Written request> Reproduce the listing below, requests included, starting at the line containing "Q: Identify a point on each instance of the wooden board" and ending at the line containing "[(512, 320)]", with both of those lines kept. Offset every coordinate in the answers by adding 45 to it.

Record excerpts>
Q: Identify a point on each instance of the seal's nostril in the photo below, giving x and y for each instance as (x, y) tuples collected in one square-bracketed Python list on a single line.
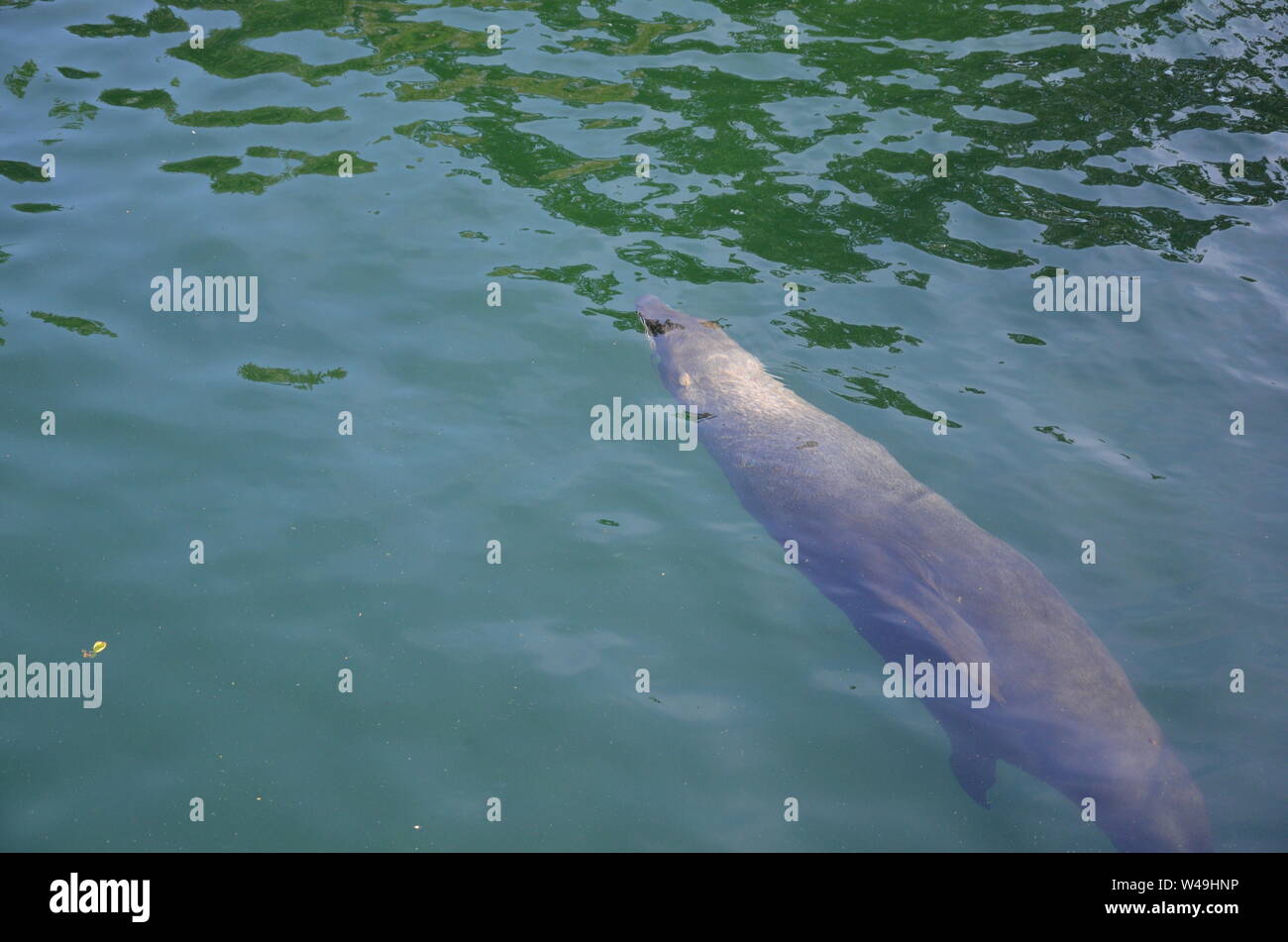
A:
[(656, 327)]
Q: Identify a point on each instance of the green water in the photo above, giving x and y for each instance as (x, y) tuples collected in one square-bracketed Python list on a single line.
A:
[(471, 422)]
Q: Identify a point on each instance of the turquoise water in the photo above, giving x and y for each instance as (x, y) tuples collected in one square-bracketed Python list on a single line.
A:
[(471, 422)]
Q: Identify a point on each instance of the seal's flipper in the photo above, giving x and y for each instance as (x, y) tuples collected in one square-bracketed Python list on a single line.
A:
[(975, 774)]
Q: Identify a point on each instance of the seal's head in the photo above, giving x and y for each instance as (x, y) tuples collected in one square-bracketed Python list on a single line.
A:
[(692, 356)]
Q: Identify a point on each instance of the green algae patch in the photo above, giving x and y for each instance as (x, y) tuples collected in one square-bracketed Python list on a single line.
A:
[(283, 376), (82, 326)]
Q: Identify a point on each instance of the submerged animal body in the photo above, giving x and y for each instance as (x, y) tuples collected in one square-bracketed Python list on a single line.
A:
[(917, 577)]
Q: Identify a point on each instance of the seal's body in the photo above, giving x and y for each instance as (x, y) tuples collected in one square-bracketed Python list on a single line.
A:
[(917, 577)]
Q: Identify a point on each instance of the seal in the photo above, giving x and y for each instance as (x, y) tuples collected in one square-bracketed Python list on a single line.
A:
[(922, 583)]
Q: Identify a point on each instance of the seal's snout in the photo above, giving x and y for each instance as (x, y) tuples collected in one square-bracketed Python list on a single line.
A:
[(656, 317)]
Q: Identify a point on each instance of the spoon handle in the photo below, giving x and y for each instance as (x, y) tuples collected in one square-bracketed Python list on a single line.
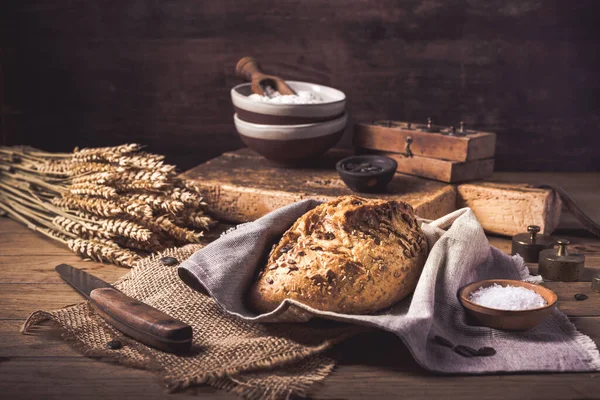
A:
[(248, 69)]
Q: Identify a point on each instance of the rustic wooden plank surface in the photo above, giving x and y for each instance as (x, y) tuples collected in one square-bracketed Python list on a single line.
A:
[(241, 186), (41, 365), (160, 72), (508, 209), (392, 138)]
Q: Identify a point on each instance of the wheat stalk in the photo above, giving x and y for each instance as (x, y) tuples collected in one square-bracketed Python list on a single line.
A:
[(102, 201), (102, 207), (71, 226), (99, 250), (127, 229), (195, 218), (90, 189), (159, 202), (103, 153), (187, 197)]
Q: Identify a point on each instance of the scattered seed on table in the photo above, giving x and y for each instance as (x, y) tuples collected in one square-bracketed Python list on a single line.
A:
[(443, 341), (114, 344), (486, 351), (462, 350), (169, 261)]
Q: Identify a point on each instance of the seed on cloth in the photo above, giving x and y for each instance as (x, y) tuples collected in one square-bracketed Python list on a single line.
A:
[(169, 261), (486, 351), (443, 341), (114, 344), (465, 350)]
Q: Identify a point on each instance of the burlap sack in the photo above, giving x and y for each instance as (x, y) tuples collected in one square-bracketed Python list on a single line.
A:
[(459, 254), (248, 358)]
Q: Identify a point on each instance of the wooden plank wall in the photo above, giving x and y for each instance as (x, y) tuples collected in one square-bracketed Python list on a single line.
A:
[(104, 72)]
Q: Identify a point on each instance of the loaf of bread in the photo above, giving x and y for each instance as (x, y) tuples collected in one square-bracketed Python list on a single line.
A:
[(349, 255)]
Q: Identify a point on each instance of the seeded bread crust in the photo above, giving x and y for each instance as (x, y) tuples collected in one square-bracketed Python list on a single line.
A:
[(350, 255)]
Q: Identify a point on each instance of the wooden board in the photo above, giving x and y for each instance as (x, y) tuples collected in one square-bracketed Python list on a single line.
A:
[(375, 365), (241, 186), (441, 170), (391, 136), (507, 209)]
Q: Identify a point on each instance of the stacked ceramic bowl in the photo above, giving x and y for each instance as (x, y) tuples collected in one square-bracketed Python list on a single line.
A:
[(290, 134)]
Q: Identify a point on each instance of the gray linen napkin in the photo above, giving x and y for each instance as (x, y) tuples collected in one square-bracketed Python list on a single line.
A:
[(460, 253)]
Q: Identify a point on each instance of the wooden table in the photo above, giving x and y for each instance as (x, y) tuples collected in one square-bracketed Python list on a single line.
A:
[(41, 366)]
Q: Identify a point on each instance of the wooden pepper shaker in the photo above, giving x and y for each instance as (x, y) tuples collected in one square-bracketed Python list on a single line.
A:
[(560, 264), (528, 245)]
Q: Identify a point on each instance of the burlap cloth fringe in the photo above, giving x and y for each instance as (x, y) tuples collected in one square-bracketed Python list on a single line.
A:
[(247, 358)]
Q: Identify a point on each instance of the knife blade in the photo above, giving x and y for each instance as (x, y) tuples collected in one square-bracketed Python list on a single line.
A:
[(131, 317)]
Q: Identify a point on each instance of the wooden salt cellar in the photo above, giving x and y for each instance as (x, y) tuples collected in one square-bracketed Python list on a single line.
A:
[(529, 245), (561, 265), (241, 186), (430, 151)]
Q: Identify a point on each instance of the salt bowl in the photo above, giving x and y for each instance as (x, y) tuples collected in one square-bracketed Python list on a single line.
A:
[(512, 320)]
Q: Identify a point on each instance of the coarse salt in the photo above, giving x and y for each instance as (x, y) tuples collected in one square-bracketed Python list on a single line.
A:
[(301, 97), (508, 297)]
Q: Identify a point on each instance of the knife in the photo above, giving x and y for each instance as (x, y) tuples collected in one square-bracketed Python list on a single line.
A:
[(133, 318)]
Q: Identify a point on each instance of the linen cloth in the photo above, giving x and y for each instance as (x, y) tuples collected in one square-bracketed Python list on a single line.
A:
[(459, 254)]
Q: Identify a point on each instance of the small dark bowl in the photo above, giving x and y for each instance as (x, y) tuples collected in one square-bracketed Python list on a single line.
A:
[(367, 181)]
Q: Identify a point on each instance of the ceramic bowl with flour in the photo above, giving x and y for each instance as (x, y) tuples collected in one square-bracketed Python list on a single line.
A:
[(291, 144), (315, 103)]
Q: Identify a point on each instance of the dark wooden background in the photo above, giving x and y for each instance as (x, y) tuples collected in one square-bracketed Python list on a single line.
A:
[(101, 72)]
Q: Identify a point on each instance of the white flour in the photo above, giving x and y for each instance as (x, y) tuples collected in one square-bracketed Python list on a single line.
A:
[(302, 97)]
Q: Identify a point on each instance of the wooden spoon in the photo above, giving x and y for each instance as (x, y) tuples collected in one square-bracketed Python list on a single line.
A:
[(262, 84)]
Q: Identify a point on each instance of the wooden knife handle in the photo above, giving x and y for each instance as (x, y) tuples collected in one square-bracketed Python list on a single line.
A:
[(141, 321)]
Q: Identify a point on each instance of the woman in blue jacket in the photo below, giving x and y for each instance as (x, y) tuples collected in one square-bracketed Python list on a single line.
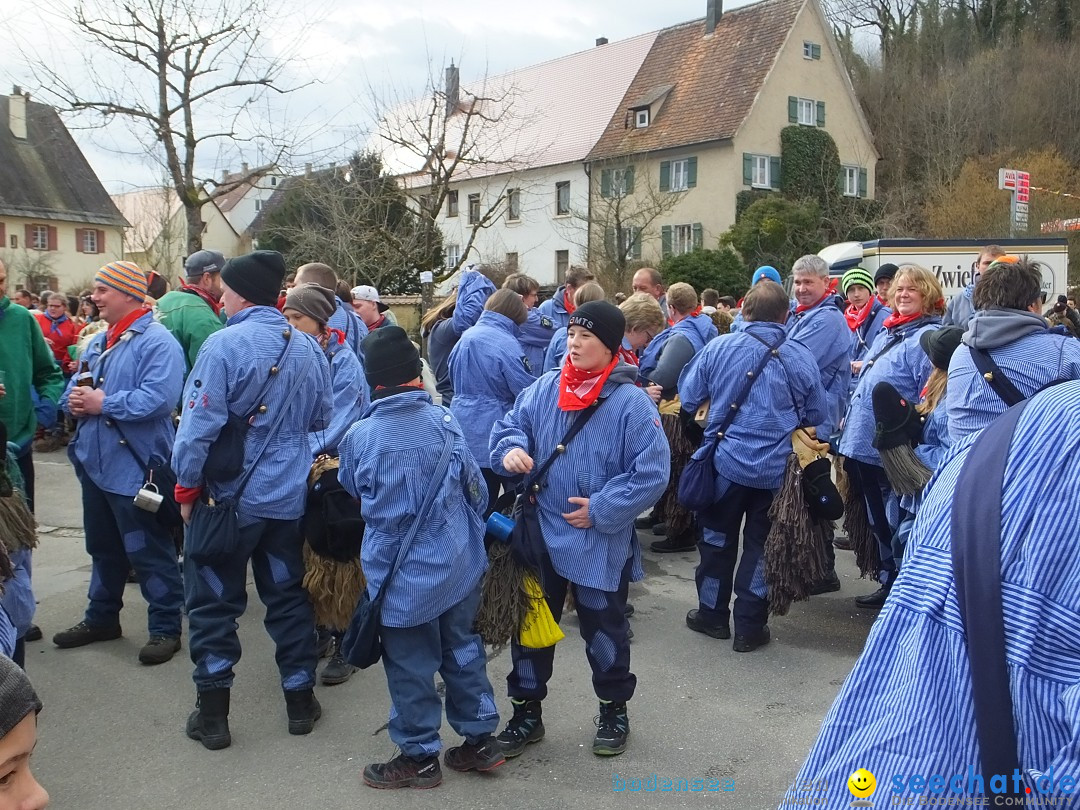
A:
[(488, 370)]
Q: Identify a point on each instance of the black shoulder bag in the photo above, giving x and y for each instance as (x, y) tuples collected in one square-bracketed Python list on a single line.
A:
[(526, 540)]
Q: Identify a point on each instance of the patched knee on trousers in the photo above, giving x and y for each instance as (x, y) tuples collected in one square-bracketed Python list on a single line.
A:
[(212, 580), (466, 653), (603, 650), (134, 541), (710, 592), (590, 597), (278, 569), (487, 709)]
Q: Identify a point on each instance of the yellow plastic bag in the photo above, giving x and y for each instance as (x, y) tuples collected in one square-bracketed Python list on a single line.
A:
[(539, 630)]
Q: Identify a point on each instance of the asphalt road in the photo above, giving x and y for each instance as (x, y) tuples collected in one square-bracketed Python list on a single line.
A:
[(111, 734)]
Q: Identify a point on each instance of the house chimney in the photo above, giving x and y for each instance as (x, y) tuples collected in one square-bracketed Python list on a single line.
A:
[(453, 90), (714, 11), (16, 112)]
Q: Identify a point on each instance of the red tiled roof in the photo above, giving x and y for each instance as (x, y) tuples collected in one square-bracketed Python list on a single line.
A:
[(715, 79)]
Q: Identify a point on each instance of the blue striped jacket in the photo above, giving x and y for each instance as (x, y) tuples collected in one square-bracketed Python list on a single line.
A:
[(906, 706), (620, 461), (387, 461), (488, 370), (142, 377), (229, 374), (787, 394)]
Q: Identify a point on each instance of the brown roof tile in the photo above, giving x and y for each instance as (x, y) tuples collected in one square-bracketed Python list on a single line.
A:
[(716, 79)]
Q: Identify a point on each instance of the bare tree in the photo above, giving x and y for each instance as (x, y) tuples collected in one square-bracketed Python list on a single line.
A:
[(186, 75)]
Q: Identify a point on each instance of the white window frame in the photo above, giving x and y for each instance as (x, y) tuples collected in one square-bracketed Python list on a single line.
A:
[(850, 180), (759, 177), (682, 239), (680, 175)]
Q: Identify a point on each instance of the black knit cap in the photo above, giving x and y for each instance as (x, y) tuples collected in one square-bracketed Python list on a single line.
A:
[(604, 320), (256, 277), (940, 343), (899, 423), (390, 359)]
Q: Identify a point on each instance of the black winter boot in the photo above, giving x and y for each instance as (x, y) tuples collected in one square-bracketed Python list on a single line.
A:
[(210, 723), (304, 710)]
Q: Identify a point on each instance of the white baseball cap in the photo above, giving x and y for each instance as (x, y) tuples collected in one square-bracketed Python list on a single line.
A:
[(367, 293)]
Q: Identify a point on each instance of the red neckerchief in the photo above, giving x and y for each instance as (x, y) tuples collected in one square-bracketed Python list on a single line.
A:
[(800, 309), (577, 389), (216, 306), (898, 320), (113, 333), (858, 316)]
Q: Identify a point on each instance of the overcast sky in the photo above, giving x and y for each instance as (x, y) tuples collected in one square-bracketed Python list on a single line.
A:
[(349, 49)]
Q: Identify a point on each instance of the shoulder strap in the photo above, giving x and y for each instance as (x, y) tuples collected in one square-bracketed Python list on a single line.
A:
[(995, 377), (976, 568)]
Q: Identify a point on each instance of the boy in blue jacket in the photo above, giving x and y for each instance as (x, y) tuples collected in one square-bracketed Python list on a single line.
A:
[(430, 603)]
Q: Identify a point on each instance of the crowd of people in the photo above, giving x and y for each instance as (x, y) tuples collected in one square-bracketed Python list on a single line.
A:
[(227, 396)]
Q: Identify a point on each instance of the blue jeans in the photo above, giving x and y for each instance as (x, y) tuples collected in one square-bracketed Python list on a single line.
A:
[(716, 576), (217, 596), (121, 536), (412, 657)]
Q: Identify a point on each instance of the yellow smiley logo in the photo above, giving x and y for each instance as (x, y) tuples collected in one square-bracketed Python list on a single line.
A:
[(862, 783)]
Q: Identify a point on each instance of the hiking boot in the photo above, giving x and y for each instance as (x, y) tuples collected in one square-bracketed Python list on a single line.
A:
[(403, 771), (483, 755), (525, 727), (751, 642), (612, 728), (159, 649), (210, 723), (694, 622), (82, 634), (304, 710)]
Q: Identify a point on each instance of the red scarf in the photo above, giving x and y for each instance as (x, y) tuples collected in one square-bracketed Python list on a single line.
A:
[(858, 318), (113, 333), (800, 308), (898, 320), (577, 389)]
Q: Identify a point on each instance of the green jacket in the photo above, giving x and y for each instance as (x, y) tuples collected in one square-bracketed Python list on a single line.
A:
[(190, 320), (26, 361)]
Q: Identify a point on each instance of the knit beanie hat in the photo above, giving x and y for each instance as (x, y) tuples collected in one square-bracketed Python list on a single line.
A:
[(604, 320), (766, 271), (123, 275), (856, 275), (312, 300), (887, 270), (17, 698), (256, 277), (390, 358)]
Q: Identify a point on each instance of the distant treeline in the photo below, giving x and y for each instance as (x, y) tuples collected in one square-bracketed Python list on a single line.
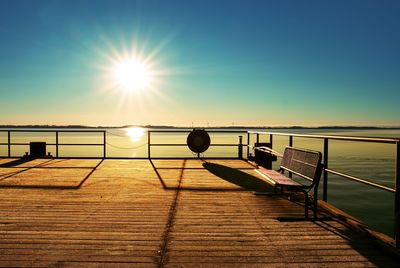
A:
[(218, 127)]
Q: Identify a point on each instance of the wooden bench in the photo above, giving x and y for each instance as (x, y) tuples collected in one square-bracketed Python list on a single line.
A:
[(303, 163)]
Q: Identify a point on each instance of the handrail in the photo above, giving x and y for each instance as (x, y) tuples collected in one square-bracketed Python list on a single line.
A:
[(149, 144), (358, 179)]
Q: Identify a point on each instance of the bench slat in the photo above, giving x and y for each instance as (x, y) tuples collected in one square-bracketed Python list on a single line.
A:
[(278, 179)]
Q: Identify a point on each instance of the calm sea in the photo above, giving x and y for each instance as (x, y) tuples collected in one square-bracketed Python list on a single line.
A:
[(373, 161)]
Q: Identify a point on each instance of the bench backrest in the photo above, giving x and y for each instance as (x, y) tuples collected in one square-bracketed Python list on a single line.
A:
[(302, 162)]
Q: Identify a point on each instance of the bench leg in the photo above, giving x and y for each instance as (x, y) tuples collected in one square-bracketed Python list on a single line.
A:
[(306, 204)]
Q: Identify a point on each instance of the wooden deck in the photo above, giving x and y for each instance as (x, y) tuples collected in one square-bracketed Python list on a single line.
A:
[(165, 213)]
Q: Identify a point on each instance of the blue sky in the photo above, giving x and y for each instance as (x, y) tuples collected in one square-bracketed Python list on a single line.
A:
[(263, 63)]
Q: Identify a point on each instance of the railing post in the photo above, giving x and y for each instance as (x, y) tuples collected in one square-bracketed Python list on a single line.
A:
[(248, 145), (104, 144), (9, 143), (148, 144), (325, 176), (57, 144), (290, 145), (240, 148), (397, 197)]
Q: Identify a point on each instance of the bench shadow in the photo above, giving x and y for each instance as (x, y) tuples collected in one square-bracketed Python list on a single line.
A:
[(237, 177), (17, 162)]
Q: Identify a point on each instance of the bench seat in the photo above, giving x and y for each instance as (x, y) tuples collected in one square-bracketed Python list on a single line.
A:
[(276, 178)]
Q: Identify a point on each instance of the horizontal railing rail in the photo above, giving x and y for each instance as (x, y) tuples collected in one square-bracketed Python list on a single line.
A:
[(240, 145), (325, 138)]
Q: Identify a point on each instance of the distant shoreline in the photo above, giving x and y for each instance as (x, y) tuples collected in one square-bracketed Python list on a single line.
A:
[(218, 127)]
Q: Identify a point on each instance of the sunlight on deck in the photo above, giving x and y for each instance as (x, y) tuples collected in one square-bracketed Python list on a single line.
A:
[(162, 213)]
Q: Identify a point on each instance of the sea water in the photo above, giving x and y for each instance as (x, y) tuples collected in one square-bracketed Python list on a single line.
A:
[(373, 161)]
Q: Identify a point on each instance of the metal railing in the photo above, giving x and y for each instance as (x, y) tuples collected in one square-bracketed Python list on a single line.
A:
[(327, 170), (239, 145), (56, 136)]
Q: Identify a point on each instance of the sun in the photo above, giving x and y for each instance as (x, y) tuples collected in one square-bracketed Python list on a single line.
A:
[(132, 75)]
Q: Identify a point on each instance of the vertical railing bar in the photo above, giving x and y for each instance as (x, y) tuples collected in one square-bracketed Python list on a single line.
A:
[(397, 197), (57, 144), (104, 144), (9, 143), (248, 145), (325, 176), (148, 144)]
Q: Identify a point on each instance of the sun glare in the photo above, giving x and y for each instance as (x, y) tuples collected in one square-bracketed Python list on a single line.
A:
[(135, 133), (132, 75)]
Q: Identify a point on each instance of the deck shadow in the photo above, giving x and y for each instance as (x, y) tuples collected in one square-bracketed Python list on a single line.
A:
[(17, 162), (237, 177), (240, 178)]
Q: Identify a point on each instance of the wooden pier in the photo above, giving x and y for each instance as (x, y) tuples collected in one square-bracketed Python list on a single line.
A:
[(161, 213)]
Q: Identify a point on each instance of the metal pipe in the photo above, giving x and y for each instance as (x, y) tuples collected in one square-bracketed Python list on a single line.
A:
[(397, 197), (148, 144), (271, 139), (325, 176), (9, 143), (248, 145), (290, 145), (240, 148), (364, 181), (332, 137), (104, 144)]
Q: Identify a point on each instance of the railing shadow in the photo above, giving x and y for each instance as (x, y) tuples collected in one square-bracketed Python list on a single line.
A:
[(43, 165)]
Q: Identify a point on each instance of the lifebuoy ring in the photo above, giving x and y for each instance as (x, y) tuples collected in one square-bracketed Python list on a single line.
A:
[(198, 141)]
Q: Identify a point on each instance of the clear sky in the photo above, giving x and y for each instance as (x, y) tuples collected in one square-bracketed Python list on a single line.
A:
[(249, 62)]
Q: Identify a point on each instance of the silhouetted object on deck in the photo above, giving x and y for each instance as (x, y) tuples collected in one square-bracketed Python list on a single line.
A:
[(263, 158), (238, 177), (198, 141), (37, 149)]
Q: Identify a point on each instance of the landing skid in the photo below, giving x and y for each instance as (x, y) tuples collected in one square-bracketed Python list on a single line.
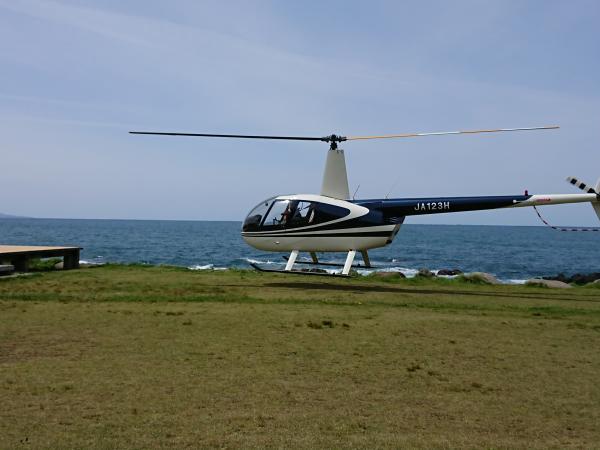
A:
[(299, 272), (312, 263)]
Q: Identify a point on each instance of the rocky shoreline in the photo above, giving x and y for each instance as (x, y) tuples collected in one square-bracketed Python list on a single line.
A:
[(558, 281)]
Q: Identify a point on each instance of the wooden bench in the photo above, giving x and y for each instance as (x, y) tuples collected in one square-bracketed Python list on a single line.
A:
[(19, 255)]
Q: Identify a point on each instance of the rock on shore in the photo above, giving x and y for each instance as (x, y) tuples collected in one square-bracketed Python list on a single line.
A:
[(548, 283)]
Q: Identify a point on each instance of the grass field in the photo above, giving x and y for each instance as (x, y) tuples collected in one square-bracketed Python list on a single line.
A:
[(156, 357)]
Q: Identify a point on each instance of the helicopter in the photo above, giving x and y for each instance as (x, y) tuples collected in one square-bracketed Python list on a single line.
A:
[(332, 221)]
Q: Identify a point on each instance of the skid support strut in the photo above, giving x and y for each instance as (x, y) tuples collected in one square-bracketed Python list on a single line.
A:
[(366, 259), (291, 260), (348, 263)]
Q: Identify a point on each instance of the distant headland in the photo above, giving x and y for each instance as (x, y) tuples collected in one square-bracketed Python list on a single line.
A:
[(9, 216)]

Task answer>
Q: Identify a point on each instance of the wooden board in the photo above, giving x and y for each instance as (x, y) tuples collected in one square-bracketed Python list on a single line.
A:
[(420, 410), (286, 231), (486, 215), (436, 181), (552, 254)]
Q: Identify a point on each instance of the stacked ceramic bowl in the photo above, giving x and y for each instance as (x, y) tuples collected in one square-bracketed Python list on a single line.
A:
[(335, 179)]
Q: Identify a point on each instance of the gray linen napkin in the photo above, giving x and y for each instance as (x, y) tuples collected in one square-bracketed Python list on a single line.
A:
[(505, 298)]
Q: Identify a point on each instance of the wooden table in the photo above, giving x and y for each instance as (x, y) tuples collected in one square-bracketed Python list on a single line.
A:
[(86, 411)]
Q: Identify a point on each instance of the wooden pepper shaker in the photo above, giving x and y for each instance as (x, y) tuples collected in one square-bracketed Python list on a single line.
A:
[(605, 309), (573, 290)]
Q: Identify a point on each instance of the burlap cloth fringe in the photo above, giving x and y for each instance as (x, y) tuples collected in one square-bracketed Python list on a single line.
A:
[(292, 403)]
Q: Identify a point on each instance of the knife blade in the photo above, giving x and y for each instance as (x, y) tuples collected in one square-bracketed Python list on a single line.
A:
[(176, 362)]
Q: Identify a point on each instance of the wooden salt cellar in the photo above, giving x and y for each instance as (x, y) tuples collected in one square-bracketed Python list on a single line.
A:
[(574, 290), (606, 310), (286, 231), (475, 196)]
Q: Identify a point on each instance of the salt bowl in the photo above, giving x and y for each instance as (x, y) tuples collected in one square-bracketed Python list on a single line.
A:
[(557, 365)]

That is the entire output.